-- start of Extract to read --

Bibio, aka Stephen Wilkinson, has dropped his first album, Ambivalence Avenue, for the much venerated Warp records, following his time spent on Mush. It is a hazy lo-fi summer mix tape of a record, picking up on the melody of sixties and seventies pop, with an eclectic and updated glitch edge. His sound is probably most reminiscent of Boards of Canada (who apparently brought him to wider attention) and Koushik, who’s releases on the Stones Throw label are downbeat 60s pysche pop, soul and hip hop offerings with soft layered vocals drifting over, that occupy much the same space . Perhaps Ambivalence Avenue’s most surprising attribute though is this marrying the sound of the releases that built Warp records throughout the 90s and early 2000s, with undeniably appealing West Coast American pop.
Despite the similarities, Ambivalence Avenue has a wider, more varied base from which it draws inspiration than any of Koushik’s records to date. Bibio has dramatically expanded his sound, adding song structure, moving far beyond the ambition of the solid but somewhat limited Compost. Ambivalence Avenue effortlessly breezes through genres, maintaining coherence and wearing its influences on its sleeve; from the warped Sly Stone wah wah guitar funk of ‘Jealous of Roses’, with distant echoing vocals mixed down in the track, to the Boards of Canada homage ‘Sugarette’, which adds squelches of bass, cut up vocoder snippets and spectrum-esque bleeps and FX to the formula, while keeping the same dreamy atmospheric aesthetic.

-- end of Extract to read --
-- start of Dataset extract --

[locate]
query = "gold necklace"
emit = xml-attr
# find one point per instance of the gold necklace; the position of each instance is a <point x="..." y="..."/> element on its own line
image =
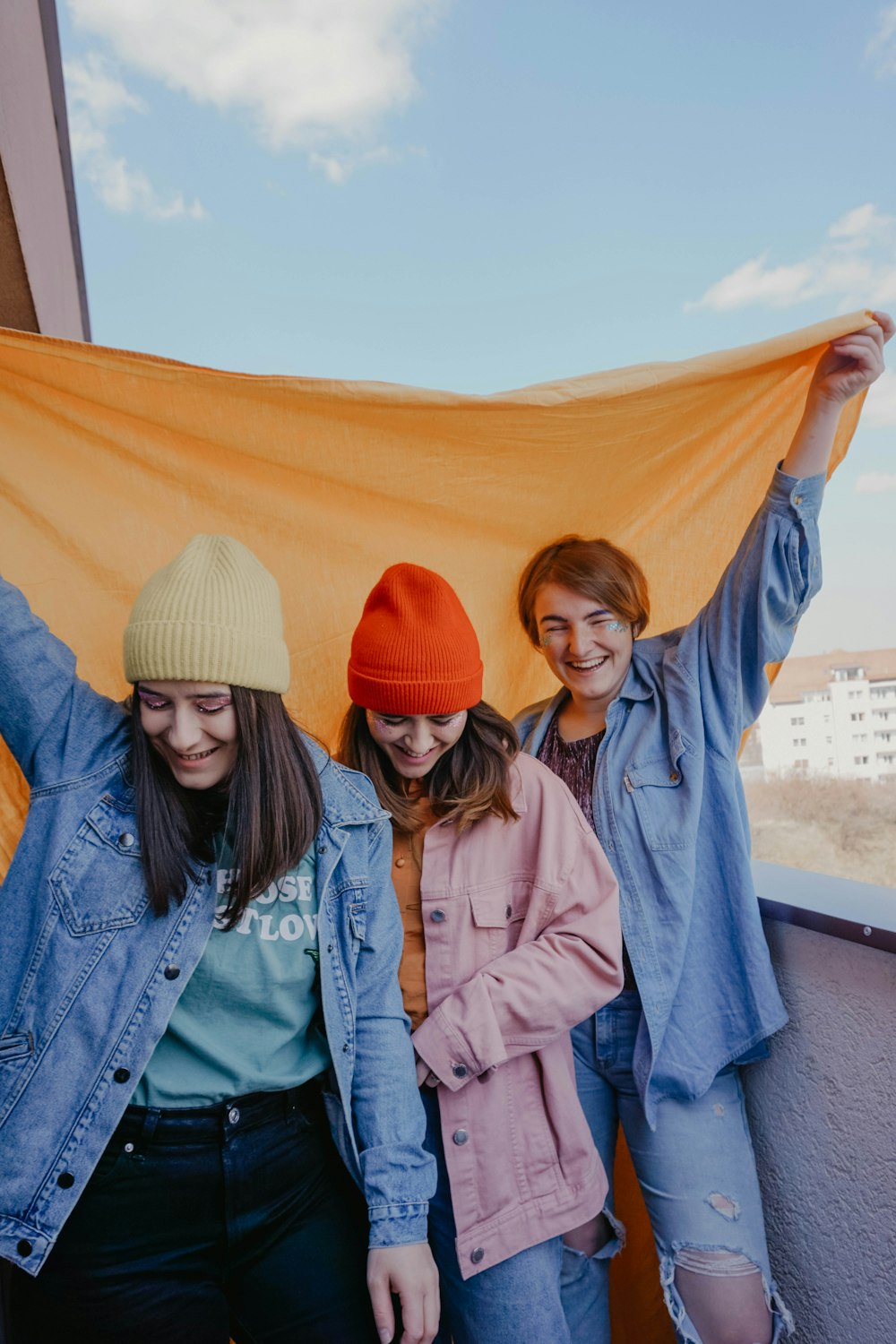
<point x="411" y="854"/>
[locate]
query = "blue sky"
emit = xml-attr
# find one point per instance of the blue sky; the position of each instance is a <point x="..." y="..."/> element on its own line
<point x="484" y="194"/>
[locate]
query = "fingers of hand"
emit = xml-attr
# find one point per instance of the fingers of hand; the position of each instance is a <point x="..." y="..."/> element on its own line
<point x="885" y="323"/>
<point x="378" y="1287"/>
<point x="863" y="349"/>
<point x="421" y="1306"/>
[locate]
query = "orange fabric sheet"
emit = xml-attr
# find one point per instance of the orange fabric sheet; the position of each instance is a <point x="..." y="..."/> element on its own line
<point x="109" y="461"/>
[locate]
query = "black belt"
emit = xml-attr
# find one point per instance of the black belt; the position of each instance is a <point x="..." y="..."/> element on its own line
<point x="212" y="1124"/>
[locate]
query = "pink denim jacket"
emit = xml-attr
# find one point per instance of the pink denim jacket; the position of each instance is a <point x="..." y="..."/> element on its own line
<point x="521" y="925"/>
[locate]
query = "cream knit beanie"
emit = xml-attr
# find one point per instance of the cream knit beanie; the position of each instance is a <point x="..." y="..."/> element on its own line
<point x="212" y="615"/>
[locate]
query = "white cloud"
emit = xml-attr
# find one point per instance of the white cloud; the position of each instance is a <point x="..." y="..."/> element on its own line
<point x="874" y="483"/>
<point x="880" y="408"/>
<point x="96" y="99"/>
<point x="855" y="265"/>
<point x="882" y="48"/>
<point x="312" y="74"/>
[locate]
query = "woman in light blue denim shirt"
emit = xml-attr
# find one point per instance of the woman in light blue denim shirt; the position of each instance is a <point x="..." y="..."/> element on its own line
<point x="201" y="909"/>
<point x="646" y="734"/>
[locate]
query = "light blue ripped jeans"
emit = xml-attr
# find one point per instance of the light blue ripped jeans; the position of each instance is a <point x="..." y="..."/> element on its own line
<point x="697" y="1175"/>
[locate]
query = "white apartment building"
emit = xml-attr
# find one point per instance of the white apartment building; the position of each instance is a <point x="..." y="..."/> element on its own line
<point x="831" y="714"/>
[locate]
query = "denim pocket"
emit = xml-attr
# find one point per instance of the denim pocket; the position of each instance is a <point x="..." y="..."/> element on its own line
<point x="664" y="797"/>
<point x="99" y="882"/>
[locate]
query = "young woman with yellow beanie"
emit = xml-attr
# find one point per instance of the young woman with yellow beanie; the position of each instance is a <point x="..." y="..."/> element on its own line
<point x="511" y="937"/>
<point x="201" y="952"/>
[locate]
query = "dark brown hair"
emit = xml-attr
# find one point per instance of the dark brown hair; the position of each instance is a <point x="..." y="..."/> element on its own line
<point x="268" y="811"/>
<point x="468" y="782"/>
<point x="595" y="569"/>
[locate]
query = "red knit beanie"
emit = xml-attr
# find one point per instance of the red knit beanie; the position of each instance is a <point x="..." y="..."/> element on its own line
<point x="414" y="650"/>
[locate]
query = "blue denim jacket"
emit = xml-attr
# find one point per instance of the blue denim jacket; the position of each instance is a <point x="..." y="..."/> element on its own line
<point x="669" y="808"/>
<point x="90" y="976"/>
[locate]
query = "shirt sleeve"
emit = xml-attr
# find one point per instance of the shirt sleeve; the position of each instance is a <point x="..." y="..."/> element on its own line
<point x="56" y="726"/>
<point x="398" y="1175"/>
<point x="751" y="617"/>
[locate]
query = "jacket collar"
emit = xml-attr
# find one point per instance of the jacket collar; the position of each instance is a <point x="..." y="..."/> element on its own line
<point x="344" y="803"/>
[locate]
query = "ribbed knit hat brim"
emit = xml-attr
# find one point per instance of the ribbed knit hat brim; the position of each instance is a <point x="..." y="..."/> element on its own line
<point x="414" y="650"/>
<point x="212" y="615"/>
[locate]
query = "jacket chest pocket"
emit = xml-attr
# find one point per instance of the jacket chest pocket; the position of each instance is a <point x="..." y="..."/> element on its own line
<point x="665" y="792"/>
<point x="498" y="916"/>
<point x="99" y="882"/>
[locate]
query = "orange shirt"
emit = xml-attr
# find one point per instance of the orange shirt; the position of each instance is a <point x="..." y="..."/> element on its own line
<point x="408" y="859"/>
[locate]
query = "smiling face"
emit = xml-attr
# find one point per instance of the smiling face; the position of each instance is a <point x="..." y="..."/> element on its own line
<point x="416" y="742"/>
<point x="586" y="645"/>
<point x="193" y="726"/>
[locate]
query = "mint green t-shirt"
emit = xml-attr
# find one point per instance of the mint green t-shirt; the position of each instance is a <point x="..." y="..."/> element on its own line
<point x="249" y="1019"/>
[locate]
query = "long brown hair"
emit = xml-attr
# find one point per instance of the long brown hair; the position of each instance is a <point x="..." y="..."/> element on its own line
<point x="468" y="782"/>
<point x="268" y="811"/>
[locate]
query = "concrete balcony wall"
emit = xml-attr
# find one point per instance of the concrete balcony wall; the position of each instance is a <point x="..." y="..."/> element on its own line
<point x="823" y="1117"/>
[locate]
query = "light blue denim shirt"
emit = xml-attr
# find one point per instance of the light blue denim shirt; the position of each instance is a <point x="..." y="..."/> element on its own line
<point x="90" y="976"/>
<point x="669" y="808"/>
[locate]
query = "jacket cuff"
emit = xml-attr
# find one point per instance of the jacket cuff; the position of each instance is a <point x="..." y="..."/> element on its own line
<point x="452" y="1064"/>
<point x="398" y="1225"/>
<point x="799" y="495"/>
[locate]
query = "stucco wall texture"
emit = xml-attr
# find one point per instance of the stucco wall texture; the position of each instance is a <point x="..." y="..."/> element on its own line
<point x="823" y="1117"/>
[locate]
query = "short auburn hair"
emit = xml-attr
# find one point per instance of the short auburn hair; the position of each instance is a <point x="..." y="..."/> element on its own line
<point x="597" y="569"/>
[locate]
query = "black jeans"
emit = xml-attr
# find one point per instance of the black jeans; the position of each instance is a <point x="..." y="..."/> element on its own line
<point x="201" y="1225"/>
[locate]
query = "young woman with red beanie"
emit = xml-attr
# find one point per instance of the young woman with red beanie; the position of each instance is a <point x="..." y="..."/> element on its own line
<point x="511" y="937"/>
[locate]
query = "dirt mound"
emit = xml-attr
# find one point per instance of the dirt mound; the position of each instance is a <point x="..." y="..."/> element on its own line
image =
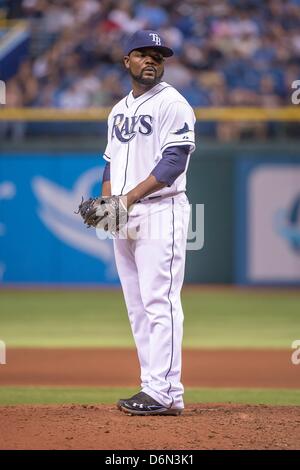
<point x="202" y="426"/>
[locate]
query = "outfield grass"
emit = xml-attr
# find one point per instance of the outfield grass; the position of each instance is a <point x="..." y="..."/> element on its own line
<point x="213" y="319"/>
<point x="92" y="396"/>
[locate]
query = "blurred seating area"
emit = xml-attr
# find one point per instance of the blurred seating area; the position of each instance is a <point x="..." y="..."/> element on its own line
<point x="228" y="53"/>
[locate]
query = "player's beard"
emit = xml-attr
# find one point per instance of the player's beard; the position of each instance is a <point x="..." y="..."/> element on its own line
<point x="147" y="81"/>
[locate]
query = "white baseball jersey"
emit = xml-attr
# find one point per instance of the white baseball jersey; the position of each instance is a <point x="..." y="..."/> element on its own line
<point x="140" y="129"/>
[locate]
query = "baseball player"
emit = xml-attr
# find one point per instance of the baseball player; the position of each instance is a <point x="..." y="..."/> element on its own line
<point x="150" y="139"/>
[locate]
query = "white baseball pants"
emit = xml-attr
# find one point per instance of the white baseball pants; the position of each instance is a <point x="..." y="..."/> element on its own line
<point x="150" y="263"/>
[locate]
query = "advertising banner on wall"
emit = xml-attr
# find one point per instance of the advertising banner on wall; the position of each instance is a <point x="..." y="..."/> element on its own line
<point x="268" y="222"/>
<point x="42" y="240"/>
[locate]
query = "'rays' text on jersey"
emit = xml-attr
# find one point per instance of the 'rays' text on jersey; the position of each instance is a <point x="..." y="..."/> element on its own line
<point x="126" y="128"/>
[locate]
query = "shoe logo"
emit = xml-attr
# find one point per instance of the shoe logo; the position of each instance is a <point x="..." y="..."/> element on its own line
<point x="183" y="130"/>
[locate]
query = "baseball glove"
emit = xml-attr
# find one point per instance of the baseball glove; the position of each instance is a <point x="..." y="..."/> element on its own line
<point x="106" y="212"/>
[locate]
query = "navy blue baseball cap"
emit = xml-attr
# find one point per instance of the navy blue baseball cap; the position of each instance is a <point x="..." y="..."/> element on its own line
<point x="146" y="39"/>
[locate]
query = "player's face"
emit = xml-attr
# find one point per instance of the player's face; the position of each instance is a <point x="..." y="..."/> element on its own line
<point x="145" y="66"/>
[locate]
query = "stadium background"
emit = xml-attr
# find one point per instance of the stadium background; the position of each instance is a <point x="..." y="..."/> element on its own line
<point x="236" y="62"/>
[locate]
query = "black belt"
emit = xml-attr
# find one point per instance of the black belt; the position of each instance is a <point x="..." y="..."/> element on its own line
<point x="147" y="199"/>
<point x="162" y="196"/>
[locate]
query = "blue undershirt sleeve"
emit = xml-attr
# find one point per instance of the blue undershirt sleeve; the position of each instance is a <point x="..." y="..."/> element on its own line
<point x="172" y="164"/>
<point x="106" y="173"/>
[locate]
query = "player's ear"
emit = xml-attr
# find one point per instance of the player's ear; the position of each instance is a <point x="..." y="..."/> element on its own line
<point x="126" y="61"/>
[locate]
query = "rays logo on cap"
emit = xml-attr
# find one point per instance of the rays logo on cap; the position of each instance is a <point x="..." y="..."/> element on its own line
<point x="155" y="38"/>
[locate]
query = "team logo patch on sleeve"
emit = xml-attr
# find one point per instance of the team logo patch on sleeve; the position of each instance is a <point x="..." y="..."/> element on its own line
<point x="183" y="130"/>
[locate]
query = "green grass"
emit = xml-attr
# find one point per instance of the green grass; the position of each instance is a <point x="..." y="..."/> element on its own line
<point x="213" y="319"/>
<point x="73" y="395"/>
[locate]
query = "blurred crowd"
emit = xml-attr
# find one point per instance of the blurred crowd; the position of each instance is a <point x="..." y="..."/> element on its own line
<point x="228" y="53"/>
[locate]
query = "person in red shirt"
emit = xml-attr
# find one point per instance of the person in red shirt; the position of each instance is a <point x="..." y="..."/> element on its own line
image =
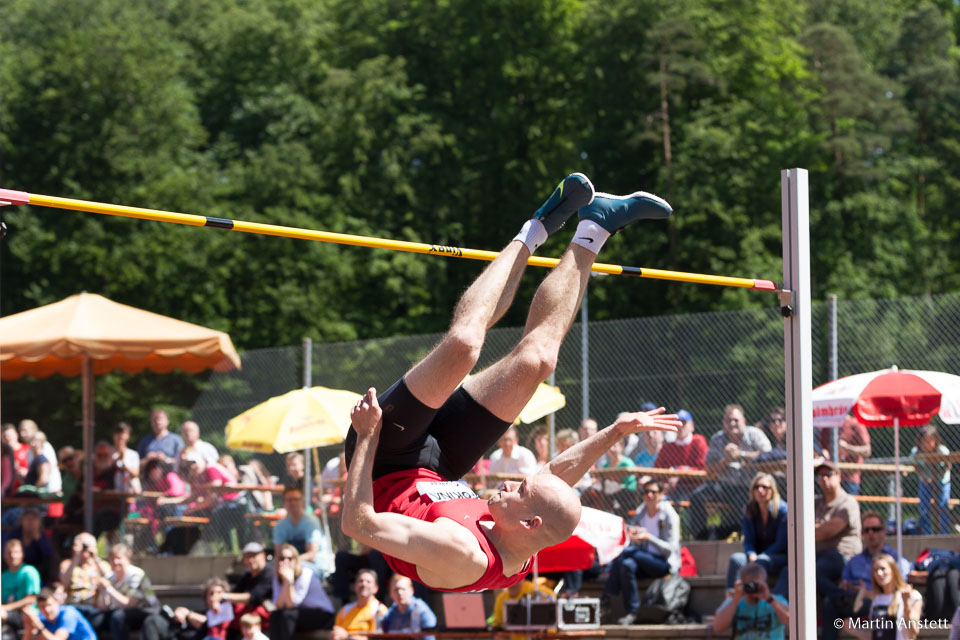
<point x="853" y="445"/>
<point x="688" y="452"/>
<point x="402" y="497"/>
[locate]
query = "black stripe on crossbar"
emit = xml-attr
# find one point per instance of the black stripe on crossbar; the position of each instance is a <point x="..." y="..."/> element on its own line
<point x="219" y="223"/>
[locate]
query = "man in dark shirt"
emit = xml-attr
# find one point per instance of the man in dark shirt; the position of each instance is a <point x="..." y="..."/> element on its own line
<point x="253" y="588"/>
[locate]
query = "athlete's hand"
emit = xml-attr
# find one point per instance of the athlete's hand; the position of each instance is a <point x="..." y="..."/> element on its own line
<point x="654" y="420"/>
<point x="365" y="416"/>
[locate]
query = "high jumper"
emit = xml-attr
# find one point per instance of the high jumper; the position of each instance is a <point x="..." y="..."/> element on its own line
<point x="409" y="446"/>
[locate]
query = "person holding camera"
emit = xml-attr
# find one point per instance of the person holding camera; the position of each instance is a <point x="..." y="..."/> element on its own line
<point x="752" y="608"/>
<point x="81" y="574"/>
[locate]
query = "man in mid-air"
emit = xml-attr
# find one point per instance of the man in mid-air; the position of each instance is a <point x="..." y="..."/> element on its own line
<point x="408" y="447"/>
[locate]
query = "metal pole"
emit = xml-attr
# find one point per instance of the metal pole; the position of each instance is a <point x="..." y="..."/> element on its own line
<point x="551" y="423"/>
<point x="835" y="432"/>
<point x="584" y="358"/>
<point x="87" y="443"/>
<point x="795" y="305"/>
<point x="307" y="383"/>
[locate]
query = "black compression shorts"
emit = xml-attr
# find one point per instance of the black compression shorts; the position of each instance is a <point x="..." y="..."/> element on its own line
<point x="448" y="440"/>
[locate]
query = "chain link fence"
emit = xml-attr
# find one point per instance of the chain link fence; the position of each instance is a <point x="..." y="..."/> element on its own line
<point x="698" y="362"/>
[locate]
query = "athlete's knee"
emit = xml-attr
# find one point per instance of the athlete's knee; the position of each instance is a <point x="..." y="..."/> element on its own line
<point x="464" y="344"/>
<point x="539" y="358"/>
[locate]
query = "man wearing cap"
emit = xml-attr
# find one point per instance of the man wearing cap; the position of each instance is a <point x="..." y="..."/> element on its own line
<point x="836" y="528"/>
<point x="688" y="452"/>
<point x="252" y="589"/>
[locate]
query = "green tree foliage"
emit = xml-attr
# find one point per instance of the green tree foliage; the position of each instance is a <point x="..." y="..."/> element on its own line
<point x="448" y="121"/>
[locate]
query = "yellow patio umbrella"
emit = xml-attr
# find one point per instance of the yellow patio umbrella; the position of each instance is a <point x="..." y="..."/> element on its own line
<point x="300" y="419"/>
<point x="546" y="400"/>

-- end of Dataset extract --

» What you need to do:
1. Answer these questions from the review of Ambivalence Avenue:
(a) Which label released Ambivalence Avenue?
(b) On which label did Bibio spend time before that release?
(c) Which track does the review call a Boards of Canada homage?
2. Explain why the review of Ambivalence Avenue likens Bibio's sound to Koushik's.
Rely solely on the review of Ambivalence Avenue, not on the data, to complete each task.

» Replies:
1.
(a) Warp records
(b) Mush
(c) 'Sugarette'

2. Koushik's releases on the Stones Throw label are downbeat 60s psych pop, soul and hip hop offerings with soft layered vocals drifting over them. That music occupies much the same space as Bibio's sound.